* **本文**
=-=-=
顧客分析とは、売上を上げるために、自社の商品を購入してくれた既存顧客や、まだ購入してもらっていない潜在顧客を各種データから分析を行うことだ。特にデジタルマーケティングにおいては、顧客の属性データや受発注データだけでなく、行動履歴なども細かく取得することが出来るため、多種多様な手法が存在する。

顧客分析には、大きく分けて2つの考え方がある。一つは新規顧客向けのマーケティングのための顧客分析だ。新商品を売り出す際、そのターゲットとなる市場はどこであるか、また、どのような商品を扱えば良いのかを考えるための分析である。

もう一つは、既存の顧客に対して行うマーケティングのための顧客分析だ。分析の主な目的は、実際に自社の商品やサービスを利用した顧客がどんな人なのか、また、継続して利用しているのかなどについて把握することである。

例えば、CRM(Customer Relationship Management/カスタマーリレーションシップマネージメント)における顧客分析に関しては、一般的に後者を指す。本記事においては、後者の顧客分析について主に考えていくことにする。
=-=-=
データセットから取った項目
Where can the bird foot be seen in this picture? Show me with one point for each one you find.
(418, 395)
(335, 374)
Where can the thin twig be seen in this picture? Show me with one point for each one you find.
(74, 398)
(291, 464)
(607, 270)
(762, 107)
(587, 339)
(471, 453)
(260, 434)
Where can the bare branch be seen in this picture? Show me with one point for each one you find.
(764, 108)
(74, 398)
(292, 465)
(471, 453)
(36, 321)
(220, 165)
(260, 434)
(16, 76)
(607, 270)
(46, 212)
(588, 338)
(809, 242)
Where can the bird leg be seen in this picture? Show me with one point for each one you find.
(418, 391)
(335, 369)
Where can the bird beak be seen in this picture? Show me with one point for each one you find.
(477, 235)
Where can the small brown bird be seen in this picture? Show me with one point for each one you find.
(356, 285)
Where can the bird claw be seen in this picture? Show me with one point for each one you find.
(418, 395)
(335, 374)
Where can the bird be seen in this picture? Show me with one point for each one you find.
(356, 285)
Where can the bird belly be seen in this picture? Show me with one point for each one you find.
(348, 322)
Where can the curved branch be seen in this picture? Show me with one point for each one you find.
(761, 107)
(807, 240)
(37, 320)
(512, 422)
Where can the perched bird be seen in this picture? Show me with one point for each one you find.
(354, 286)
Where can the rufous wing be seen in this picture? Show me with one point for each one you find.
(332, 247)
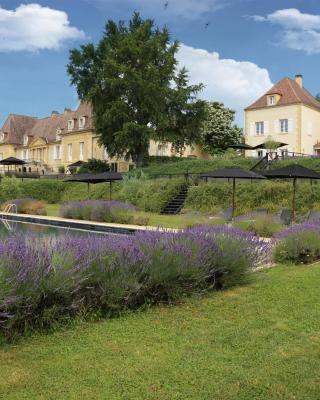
=-=-=
* **課題**
- a) 顧客分析の本文から、「顧客分析には、大きく分けて2」から「について把握することである。」までをそのまま引用せよ。
- b) 項目のうち、「Where can the bare」を含む行から項目の最後までを、一字も変えずに書き出せ。画像は含めないこと。
本文と項目は、それぞれ別の出典から取ったものだ。

* **解答例**
- a)
顧客分析には、大きく分けて2つの考え方がある。一つは新規顧客向けのマーケティングのための顧客分析だ。新商品を売り出す際、そのターゲットとなる市場はどこであるか、また、どのような商品を扱えば良いのかを考えるための分析である。

もう一つは、既存の顧客に対して行うマーケティングのための顧客分析だ。分析の主な目的は、実際に自社の商品やサービスを利用した顧客がどんな人なのか、また、継続して利用しているのかなどについて把握することである。

- b)
Where can the bare branch be seen in this picture? Show me with one point for each one you find.
(764, 108)
(74, 398)
(292, 465)
(471, 453)
(36, 321)
(220, 165)
(260, 434)
(16, 76)
(607, 270)
(46, 212)
(588, 338)
(809, 242)
Where can the bird leg be seen in this picture? Show me with one point for each one you find.
(418, 391)
(335, 369)
Where can the bird beak be seen in this picture? Show me with one point for each one you find.
(477, 235)
Where can the small brown bird be seen in this picture? Show me with one point for each one you find.
(356, 285)
Where can the bird claw be seen in this picture? Show me with one point for each one you find.
(418, 395)
(335, 374)
Where can the bird be seen in this picture? Show me with one point for each one you find.
(356, 285)
Where can the bird belly be seen in this picture? Show me with one point for each one you find.
(348, 322)
Where can the curved branch be seen in this picture? Show me with one point for each one you find.
(761, 107)
(807, 240)
(37, 320)
(512, 422)
Where can the perched bird be seen in this picture? Show me with one point for each one you find.
(354, 286)
Where can the rufous wing be seen in this picture? Show me with one point for each one you find.
(332, 247)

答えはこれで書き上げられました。